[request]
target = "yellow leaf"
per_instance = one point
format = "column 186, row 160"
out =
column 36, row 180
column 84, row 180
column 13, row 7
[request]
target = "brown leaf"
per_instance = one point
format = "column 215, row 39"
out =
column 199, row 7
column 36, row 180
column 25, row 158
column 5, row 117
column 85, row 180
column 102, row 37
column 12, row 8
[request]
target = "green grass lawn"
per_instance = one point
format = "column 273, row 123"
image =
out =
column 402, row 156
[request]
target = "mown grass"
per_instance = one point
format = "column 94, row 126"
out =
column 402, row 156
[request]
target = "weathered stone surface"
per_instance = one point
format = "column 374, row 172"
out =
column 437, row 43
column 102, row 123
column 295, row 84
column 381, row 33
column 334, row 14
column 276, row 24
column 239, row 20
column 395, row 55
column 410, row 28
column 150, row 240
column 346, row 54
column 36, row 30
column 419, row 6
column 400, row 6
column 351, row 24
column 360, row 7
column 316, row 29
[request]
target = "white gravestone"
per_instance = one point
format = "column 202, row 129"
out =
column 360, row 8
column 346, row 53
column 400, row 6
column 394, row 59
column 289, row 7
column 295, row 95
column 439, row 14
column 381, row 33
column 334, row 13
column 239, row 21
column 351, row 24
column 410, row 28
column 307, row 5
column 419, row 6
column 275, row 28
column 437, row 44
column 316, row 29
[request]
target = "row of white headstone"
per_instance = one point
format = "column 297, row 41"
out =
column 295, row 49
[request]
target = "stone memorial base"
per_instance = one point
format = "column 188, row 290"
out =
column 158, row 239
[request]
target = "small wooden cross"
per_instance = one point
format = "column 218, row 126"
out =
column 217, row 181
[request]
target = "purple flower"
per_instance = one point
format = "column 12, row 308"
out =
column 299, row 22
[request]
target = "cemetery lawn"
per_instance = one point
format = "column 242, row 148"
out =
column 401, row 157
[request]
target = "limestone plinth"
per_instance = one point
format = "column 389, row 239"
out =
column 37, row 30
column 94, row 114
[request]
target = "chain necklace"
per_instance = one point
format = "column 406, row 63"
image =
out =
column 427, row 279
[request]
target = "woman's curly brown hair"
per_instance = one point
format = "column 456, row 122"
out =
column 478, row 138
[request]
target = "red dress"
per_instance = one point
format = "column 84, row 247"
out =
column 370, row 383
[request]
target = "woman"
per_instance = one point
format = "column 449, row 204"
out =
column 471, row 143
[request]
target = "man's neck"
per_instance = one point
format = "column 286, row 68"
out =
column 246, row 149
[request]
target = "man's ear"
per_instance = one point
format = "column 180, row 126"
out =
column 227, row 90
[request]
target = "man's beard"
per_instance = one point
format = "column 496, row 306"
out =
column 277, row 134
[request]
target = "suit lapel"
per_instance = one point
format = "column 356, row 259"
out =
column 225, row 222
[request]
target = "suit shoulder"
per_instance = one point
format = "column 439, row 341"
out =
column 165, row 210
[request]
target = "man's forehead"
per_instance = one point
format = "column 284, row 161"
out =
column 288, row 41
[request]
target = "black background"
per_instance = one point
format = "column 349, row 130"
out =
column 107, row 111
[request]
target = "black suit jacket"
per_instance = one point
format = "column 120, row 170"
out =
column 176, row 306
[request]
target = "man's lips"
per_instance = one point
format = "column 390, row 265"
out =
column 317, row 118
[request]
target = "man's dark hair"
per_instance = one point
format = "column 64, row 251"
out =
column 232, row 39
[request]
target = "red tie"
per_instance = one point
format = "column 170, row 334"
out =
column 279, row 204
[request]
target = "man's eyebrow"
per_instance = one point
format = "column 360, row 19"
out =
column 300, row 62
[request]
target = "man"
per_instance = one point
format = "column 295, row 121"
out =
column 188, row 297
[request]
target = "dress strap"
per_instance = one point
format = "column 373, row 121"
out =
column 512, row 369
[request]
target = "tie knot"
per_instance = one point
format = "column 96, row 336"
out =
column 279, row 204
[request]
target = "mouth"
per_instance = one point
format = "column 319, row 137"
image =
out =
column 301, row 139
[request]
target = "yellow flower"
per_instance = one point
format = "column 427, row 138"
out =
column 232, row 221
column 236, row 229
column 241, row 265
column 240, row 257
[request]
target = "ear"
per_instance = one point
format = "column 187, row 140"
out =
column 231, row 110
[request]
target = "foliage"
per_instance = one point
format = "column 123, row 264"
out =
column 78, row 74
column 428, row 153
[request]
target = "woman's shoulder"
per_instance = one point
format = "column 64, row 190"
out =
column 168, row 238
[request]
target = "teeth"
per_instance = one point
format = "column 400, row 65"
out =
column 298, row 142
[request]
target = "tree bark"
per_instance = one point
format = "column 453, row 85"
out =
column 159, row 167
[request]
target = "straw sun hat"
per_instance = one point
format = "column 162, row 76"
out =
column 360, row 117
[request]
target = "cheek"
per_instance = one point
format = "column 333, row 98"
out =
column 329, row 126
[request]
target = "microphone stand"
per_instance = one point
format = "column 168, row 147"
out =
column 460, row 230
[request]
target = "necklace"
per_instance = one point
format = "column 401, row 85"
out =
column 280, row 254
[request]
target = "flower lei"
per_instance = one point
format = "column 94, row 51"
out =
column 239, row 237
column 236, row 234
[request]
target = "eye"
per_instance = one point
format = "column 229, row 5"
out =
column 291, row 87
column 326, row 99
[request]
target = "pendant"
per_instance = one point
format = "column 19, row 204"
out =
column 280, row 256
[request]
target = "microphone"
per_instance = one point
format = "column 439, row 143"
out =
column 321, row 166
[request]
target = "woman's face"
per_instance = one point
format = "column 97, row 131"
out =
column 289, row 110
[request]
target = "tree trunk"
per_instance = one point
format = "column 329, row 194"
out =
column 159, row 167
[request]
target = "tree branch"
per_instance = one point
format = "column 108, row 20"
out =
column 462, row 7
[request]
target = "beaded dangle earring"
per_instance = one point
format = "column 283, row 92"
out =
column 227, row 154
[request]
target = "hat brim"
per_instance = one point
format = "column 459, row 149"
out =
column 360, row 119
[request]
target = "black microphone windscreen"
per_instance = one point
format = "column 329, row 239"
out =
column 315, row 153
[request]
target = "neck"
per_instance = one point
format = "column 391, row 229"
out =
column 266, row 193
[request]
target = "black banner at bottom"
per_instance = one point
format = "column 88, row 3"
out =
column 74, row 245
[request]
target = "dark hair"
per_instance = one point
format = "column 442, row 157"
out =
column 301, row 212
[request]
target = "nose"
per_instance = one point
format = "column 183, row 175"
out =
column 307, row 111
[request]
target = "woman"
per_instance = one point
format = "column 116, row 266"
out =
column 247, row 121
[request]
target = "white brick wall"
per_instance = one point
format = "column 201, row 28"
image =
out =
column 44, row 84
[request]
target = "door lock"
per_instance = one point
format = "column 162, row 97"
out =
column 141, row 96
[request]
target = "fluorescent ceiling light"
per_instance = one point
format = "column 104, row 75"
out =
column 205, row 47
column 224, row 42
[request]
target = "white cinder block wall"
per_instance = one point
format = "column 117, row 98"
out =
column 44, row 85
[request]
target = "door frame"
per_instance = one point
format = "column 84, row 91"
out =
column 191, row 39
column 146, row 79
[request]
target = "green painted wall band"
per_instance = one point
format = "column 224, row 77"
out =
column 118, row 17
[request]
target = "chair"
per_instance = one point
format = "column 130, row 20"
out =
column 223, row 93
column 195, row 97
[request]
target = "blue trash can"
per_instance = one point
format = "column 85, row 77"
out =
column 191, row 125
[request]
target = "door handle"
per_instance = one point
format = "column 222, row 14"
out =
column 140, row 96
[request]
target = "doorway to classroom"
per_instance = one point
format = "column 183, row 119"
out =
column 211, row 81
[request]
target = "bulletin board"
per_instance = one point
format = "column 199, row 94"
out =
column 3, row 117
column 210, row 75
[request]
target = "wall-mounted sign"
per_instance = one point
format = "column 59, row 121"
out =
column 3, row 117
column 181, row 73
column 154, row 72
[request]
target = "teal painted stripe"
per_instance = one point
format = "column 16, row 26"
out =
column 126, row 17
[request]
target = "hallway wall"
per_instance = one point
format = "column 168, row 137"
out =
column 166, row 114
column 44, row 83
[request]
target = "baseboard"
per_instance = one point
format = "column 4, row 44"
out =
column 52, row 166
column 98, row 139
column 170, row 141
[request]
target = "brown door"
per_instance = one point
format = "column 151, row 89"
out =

########################################

■ Problem description
Looking through the data above, count the lines that include the string "leaf" and give only the count.

■ Response area
2